Direction:
All material below is to be reproduced exactly.

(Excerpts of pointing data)
══════

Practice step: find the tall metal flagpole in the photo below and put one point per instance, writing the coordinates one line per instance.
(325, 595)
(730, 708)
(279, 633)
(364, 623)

══════

Task solution:
Practice step: find the tall metal flagpole in the photo below and put one point per instance, writing the coordinates one line per instance.
(325, 595)
(730, 708)
(279, 633)
(364, 623)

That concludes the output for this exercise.